- Exercise requirements -
Your task is to transcribe the data in full.
Top of Data provided
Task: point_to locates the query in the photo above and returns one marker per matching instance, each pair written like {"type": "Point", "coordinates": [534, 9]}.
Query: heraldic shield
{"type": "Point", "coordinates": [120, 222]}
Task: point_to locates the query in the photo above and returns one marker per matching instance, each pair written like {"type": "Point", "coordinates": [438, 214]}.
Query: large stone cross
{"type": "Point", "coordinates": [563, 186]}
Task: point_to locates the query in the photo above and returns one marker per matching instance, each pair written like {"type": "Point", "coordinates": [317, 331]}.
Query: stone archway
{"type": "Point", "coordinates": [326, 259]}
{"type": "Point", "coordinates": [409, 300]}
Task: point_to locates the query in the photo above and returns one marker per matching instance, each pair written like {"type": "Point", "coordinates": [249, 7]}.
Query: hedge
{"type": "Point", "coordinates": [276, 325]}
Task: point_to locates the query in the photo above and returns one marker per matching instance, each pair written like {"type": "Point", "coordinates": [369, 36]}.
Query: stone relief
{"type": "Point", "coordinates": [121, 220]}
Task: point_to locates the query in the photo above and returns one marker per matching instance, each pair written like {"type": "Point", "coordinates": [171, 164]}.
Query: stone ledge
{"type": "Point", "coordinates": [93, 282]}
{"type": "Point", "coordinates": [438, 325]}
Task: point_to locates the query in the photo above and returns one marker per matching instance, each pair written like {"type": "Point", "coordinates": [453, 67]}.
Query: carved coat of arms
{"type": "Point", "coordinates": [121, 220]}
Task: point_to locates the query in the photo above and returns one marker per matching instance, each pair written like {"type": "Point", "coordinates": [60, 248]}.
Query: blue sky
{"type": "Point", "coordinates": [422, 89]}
Bottom of Data provided
- Expected answer -
Task: point_to locates the query in the photo above and returns one marker per matching instance, each pair written like {"type": "Point", "coordinates": [534, 9]}.
Query: heraldic shield
{"type": "Point", "coordinates": [120, 222]}
Task: point_to locates the query in the photo above and returns one marker per matching instance, each pair written like {"type": "Point", "coordinates": [438, 214]}.
Query: large stone cross
{"type": "Point", "coordinates": [563, 186]}
Task: point_to locates the query in the photo above and returns one marker per matching instance, each pair written like {"type": "Point", "coordinates": [317, 331]}.
Query: stone archway
{"type": "Point", "coordinates": [326, 259]}
{"type": "Point", "coordinates": [409, 300]}
Task: point_to locates the query in the photo above and returns one marker per matching instance, each pair written like {"type": "Point", "coordinates": [249, 7]}.
Query: hedge
{"type": "Point", "coordinates": [276, 325]}
Task: point_to locates the query in the photo above and returns one marker per matching instance, each pair written like {"type": "Point", "coordinates": [369, 36]}.
Query: stone relief
{"type": "Point", "coordinates": [121, 220]}
Task: point_to locates the query in the photo above and returns one marker per matching instance, each pair written like {"type": "Point", "coordinates": [171, 164]}.
Query: stone ledge
{"type": "Point", "coordinates": [93, 282]}
{"type": "Point", "coordinates": [438, 325]}
Task: point_to locates the query in the photo above and returns one marker per matching instance, each pair written like {"type": "Point", "coordinates": [453, 67]}.
Query: carved coat of arms
{"type": "Point", "coordinates": [121, 220]}
Task: point_to locates the query in the photo above and returns one marker per matching instance, each pair written like {"type": "Point", "coordinates": [60, 248]}.
Query: blue sky
{"type": "Point", "coordinates": [422, 89]}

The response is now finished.